**DO THIS**
Report how many lines of the items below contain the word "face", matching case exactly. Give only the number.

**RECORD EXCERPTS**

[Start]

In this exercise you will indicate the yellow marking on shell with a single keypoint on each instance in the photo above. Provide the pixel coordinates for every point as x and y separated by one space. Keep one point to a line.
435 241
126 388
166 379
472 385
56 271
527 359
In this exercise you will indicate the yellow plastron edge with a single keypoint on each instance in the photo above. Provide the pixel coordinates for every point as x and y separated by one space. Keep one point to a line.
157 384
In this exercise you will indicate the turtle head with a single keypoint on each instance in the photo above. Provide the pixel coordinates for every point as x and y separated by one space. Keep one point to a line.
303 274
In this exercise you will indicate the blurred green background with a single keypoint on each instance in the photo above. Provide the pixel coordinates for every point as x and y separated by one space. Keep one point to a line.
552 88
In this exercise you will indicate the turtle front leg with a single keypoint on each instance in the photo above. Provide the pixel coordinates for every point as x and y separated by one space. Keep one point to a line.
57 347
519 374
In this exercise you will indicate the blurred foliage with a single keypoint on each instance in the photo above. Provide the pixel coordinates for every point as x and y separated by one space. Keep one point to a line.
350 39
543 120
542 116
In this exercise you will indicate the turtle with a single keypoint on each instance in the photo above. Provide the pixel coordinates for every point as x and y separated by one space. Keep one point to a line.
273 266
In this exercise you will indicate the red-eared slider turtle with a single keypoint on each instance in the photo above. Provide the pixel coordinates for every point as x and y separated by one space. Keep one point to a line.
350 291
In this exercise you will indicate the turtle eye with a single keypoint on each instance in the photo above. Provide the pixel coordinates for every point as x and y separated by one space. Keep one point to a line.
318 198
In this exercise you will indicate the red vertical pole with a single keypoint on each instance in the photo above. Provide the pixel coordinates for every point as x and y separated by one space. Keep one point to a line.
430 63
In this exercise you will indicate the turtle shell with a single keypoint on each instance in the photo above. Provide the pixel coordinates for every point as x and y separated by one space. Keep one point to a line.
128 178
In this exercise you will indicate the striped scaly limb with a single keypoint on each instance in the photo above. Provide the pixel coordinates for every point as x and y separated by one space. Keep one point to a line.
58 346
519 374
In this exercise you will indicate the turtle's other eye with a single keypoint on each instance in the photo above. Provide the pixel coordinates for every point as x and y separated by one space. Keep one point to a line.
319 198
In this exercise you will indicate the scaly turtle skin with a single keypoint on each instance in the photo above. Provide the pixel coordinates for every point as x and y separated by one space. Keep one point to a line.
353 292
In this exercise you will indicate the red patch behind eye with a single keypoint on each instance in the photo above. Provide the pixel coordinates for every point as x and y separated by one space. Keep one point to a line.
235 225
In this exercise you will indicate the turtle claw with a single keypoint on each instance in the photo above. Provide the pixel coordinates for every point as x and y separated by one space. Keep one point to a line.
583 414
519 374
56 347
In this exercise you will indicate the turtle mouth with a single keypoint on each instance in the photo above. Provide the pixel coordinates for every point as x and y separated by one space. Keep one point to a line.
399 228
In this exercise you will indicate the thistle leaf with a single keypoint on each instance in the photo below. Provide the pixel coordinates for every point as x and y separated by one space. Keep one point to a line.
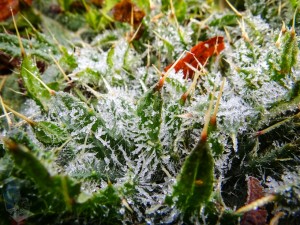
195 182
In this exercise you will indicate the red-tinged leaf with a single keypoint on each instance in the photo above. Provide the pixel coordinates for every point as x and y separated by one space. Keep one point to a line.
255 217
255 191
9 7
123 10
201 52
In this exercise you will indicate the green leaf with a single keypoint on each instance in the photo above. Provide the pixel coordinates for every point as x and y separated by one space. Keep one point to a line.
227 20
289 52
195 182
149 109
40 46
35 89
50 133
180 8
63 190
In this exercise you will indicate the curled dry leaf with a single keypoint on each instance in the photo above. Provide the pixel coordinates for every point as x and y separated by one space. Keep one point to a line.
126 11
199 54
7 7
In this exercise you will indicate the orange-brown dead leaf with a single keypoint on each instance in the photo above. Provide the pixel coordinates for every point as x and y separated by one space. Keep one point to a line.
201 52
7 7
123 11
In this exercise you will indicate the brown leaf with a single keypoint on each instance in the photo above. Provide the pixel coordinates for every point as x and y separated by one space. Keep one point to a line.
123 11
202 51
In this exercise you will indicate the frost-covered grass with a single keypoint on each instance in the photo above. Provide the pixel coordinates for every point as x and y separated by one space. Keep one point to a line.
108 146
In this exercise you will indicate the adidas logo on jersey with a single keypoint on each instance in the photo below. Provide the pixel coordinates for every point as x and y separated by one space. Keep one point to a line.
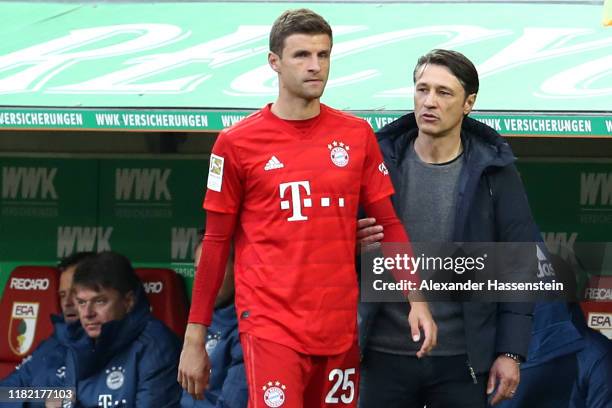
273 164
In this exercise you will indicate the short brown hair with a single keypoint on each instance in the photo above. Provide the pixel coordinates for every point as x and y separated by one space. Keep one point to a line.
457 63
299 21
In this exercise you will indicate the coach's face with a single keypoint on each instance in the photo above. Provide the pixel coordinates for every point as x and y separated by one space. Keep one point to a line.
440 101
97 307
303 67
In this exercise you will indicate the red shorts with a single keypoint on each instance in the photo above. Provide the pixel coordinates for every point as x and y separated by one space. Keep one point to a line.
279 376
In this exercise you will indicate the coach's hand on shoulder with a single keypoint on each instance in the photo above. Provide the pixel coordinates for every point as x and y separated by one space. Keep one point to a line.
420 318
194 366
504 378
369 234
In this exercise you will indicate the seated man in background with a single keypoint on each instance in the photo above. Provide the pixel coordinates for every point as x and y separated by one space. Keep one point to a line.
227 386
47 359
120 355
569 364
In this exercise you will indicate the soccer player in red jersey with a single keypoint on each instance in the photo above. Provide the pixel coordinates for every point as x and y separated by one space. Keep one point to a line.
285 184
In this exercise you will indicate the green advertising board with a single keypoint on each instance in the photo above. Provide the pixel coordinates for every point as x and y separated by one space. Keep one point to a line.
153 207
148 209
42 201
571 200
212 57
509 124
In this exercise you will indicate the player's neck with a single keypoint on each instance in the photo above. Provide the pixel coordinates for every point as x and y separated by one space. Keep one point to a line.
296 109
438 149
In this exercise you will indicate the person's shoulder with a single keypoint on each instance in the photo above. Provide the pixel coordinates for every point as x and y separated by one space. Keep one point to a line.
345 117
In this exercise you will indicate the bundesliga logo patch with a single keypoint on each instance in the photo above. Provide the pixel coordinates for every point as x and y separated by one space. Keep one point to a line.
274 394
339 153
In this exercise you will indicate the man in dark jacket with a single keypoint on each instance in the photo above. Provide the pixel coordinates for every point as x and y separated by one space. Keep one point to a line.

[End]
[Start]

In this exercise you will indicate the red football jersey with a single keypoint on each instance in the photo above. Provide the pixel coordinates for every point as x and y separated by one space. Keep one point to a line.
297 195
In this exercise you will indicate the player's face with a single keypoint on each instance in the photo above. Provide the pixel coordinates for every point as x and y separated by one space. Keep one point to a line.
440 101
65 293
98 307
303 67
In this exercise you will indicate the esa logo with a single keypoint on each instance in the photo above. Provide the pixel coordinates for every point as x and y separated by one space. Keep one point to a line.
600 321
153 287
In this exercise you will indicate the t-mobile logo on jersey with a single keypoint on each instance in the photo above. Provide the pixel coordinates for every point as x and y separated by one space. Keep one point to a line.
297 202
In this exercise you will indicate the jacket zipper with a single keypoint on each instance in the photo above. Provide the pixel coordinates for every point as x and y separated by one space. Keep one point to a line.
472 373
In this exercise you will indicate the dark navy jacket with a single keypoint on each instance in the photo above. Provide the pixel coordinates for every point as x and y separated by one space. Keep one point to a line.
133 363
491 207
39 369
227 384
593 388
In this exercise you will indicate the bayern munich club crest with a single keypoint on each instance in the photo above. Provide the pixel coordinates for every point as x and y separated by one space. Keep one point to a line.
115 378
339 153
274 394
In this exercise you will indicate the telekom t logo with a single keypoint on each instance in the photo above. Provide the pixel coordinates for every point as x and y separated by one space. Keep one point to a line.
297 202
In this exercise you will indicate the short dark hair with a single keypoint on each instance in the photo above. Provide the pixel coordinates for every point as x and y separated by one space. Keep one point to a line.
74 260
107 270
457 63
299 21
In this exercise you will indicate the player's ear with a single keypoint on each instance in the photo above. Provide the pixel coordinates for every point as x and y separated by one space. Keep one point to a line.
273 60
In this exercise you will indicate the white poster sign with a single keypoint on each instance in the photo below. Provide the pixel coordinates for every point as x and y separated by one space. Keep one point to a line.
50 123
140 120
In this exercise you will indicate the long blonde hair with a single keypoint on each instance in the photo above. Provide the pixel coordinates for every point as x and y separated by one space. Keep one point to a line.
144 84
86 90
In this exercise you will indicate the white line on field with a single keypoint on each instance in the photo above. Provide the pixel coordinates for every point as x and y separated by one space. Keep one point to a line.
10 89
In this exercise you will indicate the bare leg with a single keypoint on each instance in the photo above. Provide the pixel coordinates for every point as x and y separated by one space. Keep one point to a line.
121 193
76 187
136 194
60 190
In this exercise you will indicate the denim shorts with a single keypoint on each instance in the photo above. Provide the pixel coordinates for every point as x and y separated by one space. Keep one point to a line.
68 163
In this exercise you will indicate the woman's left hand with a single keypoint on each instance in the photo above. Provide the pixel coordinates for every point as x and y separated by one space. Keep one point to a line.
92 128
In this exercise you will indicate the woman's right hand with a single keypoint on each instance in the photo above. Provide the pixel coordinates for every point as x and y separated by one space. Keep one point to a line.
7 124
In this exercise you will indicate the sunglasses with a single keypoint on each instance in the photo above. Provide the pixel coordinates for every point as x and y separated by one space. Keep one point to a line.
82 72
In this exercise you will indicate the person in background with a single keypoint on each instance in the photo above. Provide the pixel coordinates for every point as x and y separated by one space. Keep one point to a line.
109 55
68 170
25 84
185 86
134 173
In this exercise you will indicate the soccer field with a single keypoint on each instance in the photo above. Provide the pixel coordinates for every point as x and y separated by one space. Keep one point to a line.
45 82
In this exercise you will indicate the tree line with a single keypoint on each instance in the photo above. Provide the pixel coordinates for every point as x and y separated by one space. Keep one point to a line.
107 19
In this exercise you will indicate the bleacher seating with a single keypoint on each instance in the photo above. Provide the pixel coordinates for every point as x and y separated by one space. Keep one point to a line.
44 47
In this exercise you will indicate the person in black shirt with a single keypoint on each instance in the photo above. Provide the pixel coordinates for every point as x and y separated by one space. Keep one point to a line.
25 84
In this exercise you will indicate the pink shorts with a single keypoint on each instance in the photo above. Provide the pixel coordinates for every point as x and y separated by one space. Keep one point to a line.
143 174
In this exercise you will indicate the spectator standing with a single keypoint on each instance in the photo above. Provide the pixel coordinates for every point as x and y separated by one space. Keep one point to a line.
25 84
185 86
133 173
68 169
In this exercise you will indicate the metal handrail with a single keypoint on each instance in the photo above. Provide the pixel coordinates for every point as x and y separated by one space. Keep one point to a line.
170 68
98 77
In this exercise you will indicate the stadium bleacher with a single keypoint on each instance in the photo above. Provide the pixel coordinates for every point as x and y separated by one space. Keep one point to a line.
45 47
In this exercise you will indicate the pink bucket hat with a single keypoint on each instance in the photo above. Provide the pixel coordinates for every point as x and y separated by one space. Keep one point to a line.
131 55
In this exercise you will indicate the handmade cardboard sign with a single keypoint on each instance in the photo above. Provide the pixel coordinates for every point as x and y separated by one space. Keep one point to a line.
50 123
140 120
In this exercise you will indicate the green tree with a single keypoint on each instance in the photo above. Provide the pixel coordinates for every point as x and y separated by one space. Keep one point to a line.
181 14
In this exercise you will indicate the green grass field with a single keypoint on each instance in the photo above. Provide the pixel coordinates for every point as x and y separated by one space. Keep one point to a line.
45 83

[End]

**ANSWER FOR THE TASK**
2